• **Goal of the exercise**:
Extract the data exactly, missing nothing.

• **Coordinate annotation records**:
┄┄┄┄┄┄┄┄┄┄┄┄┄┄┄┄┄┄┄┄
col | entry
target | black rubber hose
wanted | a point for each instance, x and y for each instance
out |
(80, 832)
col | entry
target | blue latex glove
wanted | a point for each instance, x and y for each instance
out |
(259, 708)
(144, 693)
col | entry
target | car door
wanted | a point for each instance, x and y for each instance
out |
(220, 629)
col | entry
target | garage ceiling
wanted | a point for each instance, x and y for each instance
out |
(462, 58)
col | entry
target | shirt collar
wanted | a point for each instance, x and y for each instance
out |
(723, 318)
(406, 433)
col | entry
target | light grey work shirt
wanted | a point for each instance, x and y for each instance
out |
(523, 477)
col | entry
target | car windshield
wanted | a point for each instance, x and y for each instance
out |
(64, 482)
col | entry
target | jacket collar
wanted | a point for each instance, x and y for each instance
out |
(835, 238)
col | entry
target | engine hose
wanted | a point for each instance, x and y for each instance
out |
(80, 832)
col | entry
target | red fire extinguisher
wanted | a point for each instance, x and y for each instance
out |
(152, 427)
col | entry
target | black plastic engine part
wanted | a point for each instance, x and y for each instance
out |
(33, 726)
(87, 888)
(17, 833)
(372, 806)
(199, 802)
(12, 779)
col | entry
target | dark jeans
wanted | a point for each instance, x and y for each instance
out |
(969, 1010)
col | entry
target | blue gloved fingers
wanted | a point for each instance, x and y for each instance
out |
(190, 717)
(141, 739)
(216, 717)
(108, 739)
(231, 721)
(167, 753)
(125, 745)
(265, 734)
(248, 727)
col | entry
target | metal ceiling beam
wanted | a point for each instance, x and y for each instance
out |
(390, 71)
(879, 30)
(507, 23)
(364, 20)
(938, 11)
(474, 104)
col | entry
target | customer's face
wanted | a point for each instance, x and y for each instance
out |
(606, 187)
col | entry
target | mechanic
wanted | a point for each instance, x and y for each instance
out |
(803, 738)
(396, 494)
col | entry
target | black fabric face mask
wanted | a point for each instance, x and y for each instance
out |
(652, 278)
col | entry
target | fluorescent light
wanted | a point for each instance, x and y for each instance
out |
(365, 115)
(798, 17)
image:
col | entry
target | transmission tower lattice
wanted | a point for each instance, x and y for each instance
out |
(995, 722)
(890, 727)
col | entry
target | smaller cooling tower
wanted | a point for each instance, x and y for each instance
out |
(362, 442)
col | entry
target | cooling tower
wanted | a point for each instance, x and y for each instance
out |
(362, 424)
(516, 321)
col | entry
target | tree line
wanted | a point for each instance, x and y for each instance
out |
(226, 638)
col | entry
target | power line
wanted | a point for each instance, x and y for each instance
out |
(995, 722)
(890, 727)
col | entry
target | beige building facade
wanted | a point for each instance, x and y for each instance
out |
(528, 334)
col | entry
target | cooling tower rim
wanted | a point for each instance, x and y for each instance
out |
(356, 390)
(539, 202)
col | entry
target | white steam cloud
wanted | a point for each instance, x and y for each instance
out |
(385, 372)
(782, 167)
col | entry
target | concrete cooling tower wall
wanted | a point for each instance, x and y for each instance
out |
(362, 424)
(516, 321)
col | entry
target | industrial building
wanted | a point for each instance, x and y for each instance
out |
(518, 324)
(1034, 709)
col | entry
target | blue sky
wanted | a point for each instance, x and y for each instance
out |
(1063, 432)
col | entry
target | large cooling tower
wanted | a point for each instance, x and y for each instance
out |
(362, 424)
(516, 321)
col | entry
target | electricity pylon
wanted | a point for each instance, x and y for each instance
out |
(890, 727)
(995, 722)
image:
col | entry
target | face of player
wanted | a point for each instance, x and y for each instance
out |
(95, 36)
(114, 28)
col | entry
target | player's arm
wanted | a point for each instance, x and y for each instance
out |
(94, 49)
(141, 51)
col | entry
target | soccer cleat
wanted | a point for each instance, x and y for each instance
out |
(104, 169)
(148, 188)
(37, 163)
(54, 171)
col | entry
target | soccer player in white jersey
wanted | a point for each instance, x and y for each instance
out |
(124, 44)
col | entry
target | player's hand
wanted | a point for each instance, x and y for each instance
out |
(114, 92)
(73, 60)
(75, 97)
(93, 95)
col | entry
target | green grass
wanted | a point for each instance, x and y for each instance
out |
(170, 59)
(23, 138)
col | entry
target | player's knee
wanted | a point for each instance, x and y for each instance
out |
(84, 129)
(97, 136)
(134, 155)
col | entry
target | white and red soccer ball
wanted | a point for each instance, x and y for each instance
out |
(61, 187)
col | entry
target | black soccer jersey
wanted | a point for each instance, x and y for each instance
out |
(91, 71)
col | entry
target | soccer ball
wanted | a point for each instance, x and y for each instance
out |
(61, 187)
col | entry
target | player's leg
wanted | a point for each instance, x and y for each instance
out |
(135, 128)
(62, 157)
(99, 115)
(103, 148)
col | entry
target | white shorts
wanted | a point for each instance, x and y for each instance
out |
┄┄┄┄┄┄┄┄┄┄┄┄┄┄┄┄┄┄┄┄
• **Exercise solution**:
col | entry
target | black rubber hose
wanted | a point for each instance, x and y for each instance
out |
(80, 832)
col | entry
target | blue latex glove
wanted | a point for each instance, x and y for each instance
out |
(259, 708)
(144, 693)
col | entry
target | car door
wanted | a point for each instance, x and y for each instance
out |
(220, 629)
col | entry
target | garage ceiling
wanted | a point for each instance, x and y for each instance
out |
(462, 58)
col | entry
target | shirt collar
wanted | a point for each instance, x and y for each instance
out |
(723, 318)
(406, 433)
col | entry
target | light grey work shirt
wanted | a point for each instance, x and y for each instance
out |
(523, 477)
col | entry
target | car windshield
wanted | a point for each instance, x and y for each instance
out |
(64, 482)
col | entry
target | jacket collar
wanted | a point for each instance, x and y for each instance
out |
(835, 238)
col | entry
target | engine hose
wanted | a point for each instance, x and y for each instance
out |
(80, 832)
col | entry
target | red fire extinguisher
wanted | a point for each instance, x and y for each instance
out |
(152, 427)
col | entry
target | black plastic engine part
wanted | a point for each instance, x and y for each instance
out |
(33, 726)
(87, 888)
(17, 833)
(372, 806)
(199, 802)
(12, 779)
col | entry
target | dark jeans
wanted | a point for each instance, x and y for each instance
out |
(969, 1010)
col | entry
target | blue gloved fingers
wanted | a point for each instance, x and y for each instance
out |
(190, 717)
(141, 739)
(216, 717)
(108, 739)
(231, 721)
(167, 753)
(125, 745)
(265, 734)
(248, 727)
col | entry
target | metal ceiling beam
wanted | a point for each instance, x and y for each instance
out |
(390, 71)
(879, 30)
(507, 23)
(364, 20)
(938, 11)
(474, 104)
col | entry
target | customer's face
wanted | a point for each instance, x and y for each instance
out |
(606, 187)
col | entry
target | mechanic
wanted | a point for each instance, x and y for each instance
out |
(803, 738)
(396, 494)
col | entry
target | black fabric face mask
wanted | a point for each instance, x and y for each instance
out |
(652, 278)
col | entry
target | fluorescent light
wanted | a point for each instance, x and y for each instance
out |
(365, 115)
(798, 17)
image:
col | entry
target | transmission tower lattice
wanted | a point for each instance, x and y for each instance
out |
(995, 722)
(890, 727)
col | entry
target | smaller cooling tower
wanted | a point for each instance, x and y for each instance
out |
(362, 442)
col | entry
target | cooling tower
wanted | a point for each instance, x and y for each instance
out |
(362, 424)
(516, 321)
col | entry
target | tree line
wanted | a point for each instance, x and y for each instance
out |
(226, 638)
col | entry
target | power line
wanted | a point for each instance, x and y for each instance
out |
(995, 722)
(890, 727)
col | entry
target | beige building facade
wanted | a point for each instance, x and y for each instance
out |
(528, 334)
col | entry
target | cooling tower rim
wanted | a point for each instance, x and y for each instance
out |
(356, 390)
(539, 202)
col | entry
target | white steam cloud
wanted | a point for each instance, x and y for each instance
out |
(385, 372)
(782, 167)
col | entry
target | concrete cooling tower wall
wanted | a point for each instance, x and y for each instance
out |
(362, 424)
(516, 321)
col | entry
target | industrial building
wanted | a point for each instance, x and y for each instance
out |
(518, 324)
(1034, 709)
col | entry
target | blue sky
wanted | a point for each instance, x and y for each instance
out |
(1063, 432)
col | entry
target | large cooling tower
wanted | a point for each instance, x and y for each instance
out |
(362, 424)
(516, 321)
col | entry
target | electricity pylon
wanted | a point for each instance, x and y for each instance
out |
(890, 727)
(995, 722)
image:
col | entry
target | face of player
wanted | a point for each instance, x and y for each instance
out |
(95, 36)
(114, 28)
col | entry
target | player's arm
wanted | a point for each instance, x and y for each instance
out |
(94, 49)
(141, 51)
col | entry
target | soccer cleat
wanted | a point for each instance, x and y for each instance
out |
(104, 169)
(148, 188)
(37, 163)
(54, 171)
col | entry
target | soccer player in white jersey
wanted | a point for each instance, x and y for each instance
out |
(124, 44)
col | entry
target | player's hand
wanted | a point for each instance, x and y for each instance
out |
(114, 92)
(73, 60)
(75, 97)
(93, 95)
col | entry
target | green grass
wanted | a point for each instance, x and y for each instance
out |
(170, 59)
(23, 138)
col | entry
target | player's knee
wanted | a point for each instance, x and y for each instance
out |
(84, 129)
(97, 136)
(134, 155)
col | entry
target | white and red soccer ball
wanted | a point for each instance, x and y for each instance
out |
(61, 187)
col | entry
target | black soccer jersey
wanted | a point for each instance, x and y for each instance
out |
(91, 71)
col | entry
target | soccer ball
wanted | a point for each instance, x and y for each instance
out |
(61, 187)
col | entry
target | player's leg
wanted | a point for each instance, x and y for each instance
out |
(135, 128)
(62, 157)
(99, 115)
(103, 148)
col | entry
target | white shorts
wanted | a point for each instance, x and y for each instance
out |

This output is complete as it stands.